== STATED EXERCISE ==
List each line of the data below that contains the string "black". Treat uppercase and lowercase letters as different.

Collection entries
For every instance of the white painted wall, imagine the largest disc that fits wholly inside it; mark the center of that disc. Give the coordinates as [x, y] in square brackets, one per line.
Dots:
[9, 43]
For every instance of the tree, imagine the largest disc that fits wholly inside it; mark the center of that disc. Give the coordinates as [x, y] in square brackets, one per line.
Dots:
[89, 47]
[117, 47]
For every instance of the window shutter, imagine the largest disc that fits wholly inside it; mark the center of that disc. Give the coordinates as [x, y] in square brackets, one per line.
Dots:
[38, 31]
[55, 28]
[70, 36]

...

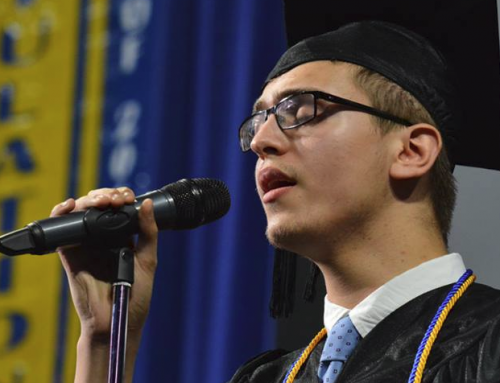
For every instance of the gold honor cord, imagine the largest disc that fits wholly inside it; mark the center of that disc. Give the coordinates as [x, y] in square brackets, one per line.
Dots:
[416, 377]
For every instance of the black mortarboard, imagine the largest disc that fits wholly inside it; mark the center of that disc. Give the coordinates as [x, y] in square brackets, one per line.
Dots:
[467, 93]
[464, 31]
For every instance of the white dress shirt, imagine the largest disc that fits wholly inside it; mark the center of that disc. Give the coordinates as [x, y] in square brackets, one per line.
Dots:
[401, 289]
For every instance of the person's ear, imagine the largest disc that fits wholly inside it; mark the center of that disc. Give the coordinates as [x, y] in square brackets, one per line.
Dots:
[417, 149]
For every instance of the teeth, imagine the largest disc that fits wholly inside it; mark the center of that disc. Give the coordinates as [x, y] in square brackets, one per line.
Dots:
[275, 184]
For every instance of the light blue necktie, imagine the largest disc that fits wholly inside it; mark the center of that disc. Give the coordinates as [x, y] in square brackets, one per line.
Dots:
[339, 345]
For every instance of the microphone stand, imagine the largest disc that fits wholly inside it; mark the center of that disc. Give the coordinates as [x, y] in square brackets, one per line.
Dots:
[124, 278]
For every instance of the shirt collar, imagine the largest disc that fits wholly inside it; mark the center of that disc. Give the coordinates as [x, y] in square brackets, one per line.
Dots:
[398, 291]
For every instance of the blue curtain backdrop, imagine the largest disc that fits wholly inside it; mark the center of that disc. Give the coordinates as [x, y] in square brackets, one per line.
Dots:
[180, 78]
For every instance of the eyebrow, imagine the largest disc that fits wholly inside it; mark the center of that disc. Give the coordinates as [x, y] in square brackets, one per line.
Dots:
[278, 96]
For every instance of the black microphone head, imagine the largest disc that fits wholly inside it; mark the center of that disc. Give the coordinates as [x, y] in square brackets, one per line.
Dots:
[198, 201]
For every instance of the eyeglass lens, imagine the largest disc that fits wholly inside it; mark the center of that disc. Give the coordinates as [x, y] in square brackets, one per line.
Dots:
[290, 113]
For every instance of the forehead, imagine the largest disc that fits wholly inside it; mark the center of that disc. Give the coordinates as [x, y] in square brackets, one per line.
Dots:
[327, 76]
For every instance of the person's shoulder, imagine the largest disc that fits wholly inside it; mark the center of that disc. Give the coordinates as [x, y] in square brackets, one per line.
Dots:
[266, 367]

== FINAL RESULT ==
For every instance of the black mortarboard, imagine the largest disc that fits wholly inside it; mark the center of that disc. Give the coordinates as [x, y] in square brackets, one per line.
For every instance of the black microphone head, imagine the largest disc that fits wholly inside it; mark the center of that disc. Give the coordinates as [x, y] in square brackets, one per line.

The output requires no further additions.